What needs to be done: Set down, without alteration, the lines from the one that contains "grassy field, each" through the final line of the material below.

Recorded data
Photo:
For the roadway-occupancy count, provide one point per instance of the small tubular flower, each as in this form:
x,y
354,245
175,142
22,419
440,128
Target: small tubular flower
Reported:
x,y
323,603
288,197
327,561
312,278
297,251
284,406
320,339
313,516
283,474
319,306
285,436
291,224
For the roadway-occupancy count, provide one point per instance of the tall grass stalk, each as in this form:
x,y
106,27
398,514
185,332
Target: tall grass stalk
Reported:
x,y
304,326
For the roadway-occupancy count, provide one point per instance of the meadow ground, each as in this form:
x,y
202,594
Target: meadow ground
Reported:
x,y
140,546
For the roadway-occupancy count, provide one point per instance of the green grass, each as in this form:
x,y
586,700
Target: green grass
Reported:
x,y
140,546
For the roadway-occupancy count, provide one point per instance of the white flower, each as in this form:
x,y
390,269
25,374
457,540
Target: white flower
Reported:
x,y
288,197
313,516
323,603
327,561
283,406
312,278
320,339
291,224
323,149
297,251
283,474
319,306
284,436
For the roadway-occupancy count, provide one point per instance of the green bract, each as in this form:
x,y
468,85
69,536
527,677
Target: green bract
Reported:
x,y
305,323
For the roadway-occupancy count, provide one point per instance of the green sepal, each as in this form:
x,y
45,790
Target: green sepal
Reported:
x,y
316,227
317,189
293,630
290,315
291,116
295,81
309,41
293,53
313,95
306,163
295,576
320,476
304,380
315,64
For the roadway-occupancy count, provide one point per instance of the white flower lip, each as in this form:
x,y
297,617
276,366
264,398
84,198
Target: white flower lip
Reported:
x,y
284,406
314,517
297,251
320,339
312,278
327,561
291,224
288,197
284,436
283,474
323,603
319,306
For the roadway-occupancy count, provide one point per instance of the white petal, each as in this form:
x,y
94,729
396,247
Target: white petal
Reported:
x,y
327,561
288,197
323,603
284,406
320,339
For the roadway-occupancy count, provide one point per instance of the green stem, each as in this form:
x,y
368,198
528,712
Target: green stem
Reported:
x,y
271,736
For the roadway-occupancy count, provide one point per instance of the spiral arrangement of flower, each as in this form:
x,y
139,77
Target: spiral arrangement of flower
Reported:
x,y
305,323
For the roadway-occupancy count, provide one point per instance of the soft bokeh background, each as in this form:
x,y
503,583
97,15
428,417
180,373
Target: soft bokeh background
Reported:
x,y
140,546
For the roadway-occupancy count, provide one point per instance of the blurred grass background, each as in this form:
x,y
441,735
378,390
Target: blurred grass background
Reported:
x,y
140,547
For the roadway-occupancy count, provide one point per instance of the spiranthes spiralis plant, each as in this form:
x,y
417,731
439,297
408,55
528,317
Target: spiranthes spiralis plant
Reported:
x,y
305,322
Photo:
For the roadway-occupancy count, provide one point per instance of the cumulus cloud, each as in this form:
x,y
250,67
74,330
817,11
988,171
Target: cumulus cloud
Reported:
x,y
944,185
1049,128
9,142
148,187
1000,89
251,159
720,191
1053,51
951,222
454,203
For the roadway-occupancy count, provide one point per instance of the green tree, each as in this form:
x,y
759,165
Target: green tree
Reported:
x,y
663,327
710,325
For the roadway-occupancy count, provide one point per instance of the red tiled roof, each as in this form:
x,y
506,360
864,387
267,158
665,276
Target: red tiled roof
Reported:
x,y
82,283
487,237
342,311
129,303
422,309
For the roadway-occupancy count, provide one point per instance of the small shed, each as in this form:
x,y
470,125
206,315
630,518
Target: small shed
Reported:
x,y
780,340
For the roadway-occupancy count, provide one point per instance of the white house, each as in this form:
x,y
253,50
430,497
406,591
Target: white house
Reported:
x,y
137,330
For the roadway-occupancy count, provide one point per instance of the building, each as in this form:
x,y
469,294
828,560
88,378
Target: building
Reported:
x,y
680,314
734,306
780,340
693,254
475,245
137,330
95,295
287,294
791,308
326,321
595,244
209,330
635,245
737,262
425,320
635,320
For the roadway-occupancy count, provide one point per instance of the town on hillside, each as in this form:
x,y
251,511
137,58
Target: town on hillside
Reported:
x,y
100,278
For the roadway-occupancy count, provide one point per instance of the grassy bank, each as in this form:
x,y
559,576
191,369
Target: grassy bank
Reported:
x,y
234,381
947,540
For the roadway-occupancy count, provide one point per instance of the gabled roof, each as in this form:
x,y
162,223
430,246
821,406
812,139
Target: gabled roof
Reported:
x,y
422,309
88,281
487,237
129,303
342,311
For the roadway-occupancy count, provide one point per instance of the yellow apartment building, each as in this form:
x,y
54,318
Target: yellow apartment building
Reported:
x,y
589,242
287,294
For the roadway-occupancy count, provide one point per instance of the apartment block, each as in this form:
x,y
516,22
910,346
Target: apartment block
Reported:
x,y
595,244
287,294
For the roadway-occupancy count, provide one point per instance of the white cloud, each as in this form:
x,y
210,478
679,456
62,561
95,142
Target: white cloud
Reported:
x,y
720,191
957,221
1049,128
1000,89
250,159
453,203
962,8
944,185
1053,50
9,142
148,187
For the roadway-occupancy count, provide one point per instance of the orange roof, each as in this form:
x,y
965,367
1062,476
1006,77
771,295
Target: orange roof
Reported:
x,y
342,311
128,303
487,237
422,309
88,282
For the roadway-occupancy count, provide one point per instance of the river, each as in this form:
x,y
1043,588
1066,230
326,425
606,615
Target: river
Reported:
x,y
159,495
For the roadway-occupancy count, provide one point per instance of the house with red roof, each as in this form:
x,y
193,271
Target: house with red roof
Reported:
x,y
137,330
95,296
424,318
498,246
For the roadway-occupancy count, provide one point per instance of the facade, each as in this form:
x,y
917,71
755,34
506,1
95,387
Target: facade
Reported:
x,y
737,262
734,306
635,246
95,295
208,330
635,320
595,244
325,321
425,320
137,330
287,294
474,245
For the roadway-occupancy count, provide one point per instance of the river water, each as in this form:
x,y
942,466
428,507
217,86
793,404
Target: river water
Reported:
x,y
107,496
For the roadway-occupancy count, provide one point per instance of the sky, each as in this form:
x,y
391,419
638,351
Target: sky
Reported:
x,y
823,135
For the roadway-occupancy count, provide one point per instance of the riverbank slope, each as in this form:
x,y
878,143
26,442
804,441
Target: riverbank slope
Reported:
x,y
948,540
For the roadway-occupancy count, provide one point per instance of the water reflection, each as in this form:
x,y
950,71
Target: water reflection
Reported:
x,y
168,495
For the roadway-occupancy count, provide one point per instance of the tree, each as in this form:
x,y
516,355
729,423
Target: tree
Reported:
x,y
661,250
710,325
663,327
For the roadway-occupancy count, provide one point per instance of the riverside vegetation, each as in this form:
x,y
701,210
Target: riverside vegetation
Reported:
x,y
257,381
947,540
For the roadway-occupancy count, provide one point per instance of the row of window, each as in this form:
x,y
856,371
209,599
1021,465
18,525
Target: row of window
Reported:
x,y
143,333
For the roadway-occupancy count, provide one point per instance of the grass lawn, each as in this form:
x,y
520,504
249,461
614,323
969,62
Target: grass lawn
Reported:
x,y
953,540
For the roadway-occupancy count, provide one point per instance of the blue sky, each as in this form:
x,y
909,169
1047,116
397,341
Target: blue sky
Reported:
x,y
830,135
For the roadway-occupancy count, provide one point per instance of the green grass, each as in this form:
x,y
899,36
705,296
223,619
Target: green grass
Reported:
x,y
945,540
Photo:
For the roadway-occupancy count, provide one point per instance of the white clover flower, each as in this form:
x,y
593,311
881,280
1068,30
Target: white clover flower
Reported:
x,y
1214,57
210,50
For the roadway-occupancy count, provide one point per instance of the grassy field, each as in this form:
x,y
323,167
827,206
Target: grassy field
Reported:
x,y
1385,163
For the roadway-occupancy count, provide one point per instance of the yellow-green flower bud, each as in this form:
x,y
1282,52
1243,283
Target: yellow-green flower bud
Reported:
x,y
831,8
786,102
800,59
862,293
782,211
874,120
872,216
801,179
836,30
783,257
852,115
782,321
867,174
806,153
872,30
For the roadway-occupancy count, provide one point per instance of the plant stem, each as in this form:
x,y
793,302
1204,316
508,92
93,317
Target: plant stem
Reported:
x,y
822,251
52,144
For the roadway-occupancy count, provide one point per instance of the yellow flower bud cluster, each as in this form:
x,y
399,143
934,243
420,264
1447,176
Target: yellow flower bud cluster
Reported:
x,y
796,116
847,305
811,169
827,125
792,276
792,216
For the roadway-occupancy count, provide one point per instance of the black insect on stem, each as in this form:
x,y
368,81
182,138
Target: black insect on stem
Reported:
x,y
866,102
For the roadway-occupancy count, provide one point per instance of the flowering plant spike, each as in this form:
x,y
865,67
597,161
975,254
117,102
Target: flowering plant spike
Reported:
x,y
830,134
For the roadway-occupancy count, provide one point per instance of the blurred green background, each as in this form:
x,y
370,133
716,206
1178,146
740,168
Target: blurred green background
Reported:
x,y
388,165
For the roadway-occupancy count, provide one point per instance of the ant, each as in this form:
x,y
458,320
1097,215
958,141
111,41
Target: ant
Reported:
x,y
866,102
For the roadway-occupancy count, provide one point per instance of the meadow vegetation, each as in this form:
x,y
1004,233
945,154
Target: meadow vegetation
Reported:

Final result:
For the roadway-occupancy count, provide one point per instance of the grassy field, each as in this form:
x,y
323,167
827,206
Target: grassy field
Reported:
x,y
1385,163
For the roadway-occupancy count, provide one point per instance of the yellow-green flower bud, each as in this form:
x,y
1282,52
1243,283
Target: yellow-green flower bud
Reported:
x,y
831,8
786,102
800,59
862,293
782,211
874,120
872,216
801,179
836,30
783,257
852,115
782,321
867,174
806,153
872,30
For the roadway-occupancy count, provide one point per instance of the plant stem, each as in this form:
x,y
793,302
1204,316
508,92
93,317
Target: plant stem
Reported:
x,y
822,251
52,144
For the roadway-occupancy count, provide one point per instance of the yellow flower bud cluster, each as in this form:
x,y
399,143
934,243
420,264
1447,176
Target: yellow flower bud cluster
Reported:
x,y
796,116
847,305
811,169
827,125
792,276
792,216
For the roadway-occupancy count, provide one point per instance of the black insect on stem, each as in this form:
x,y
368,81
182,138
Target: black insect on stem
Reported:
x,y
866,102
For the roadway-occupancy count, provide one point per instance of the flowering plant spike, each as in this form:
x,y
865,67
597,161
975,254
117,102
Target: flowering plant spike
Reported:
x,y
830,134
For the roadway-occupancy count, provide one point per instance of the blurred green background, each as in this form:
x,y
370,133
716,206
1178,146
740,168
Target: blurred green background
Reported:
x,y
388,165
For the roadway-occupancy count, provide one point per instance of the ant, each as in this form:
x,y
458,320
1097,215
958,141
111,41
Target: ant
Reported:
x,y
866,102
For the roadway-occupancy count, provide one point per instance of the meadow vegetation, each as in this form:
x,y
1004,233
945,154
Target: meadow vegetation
Reported:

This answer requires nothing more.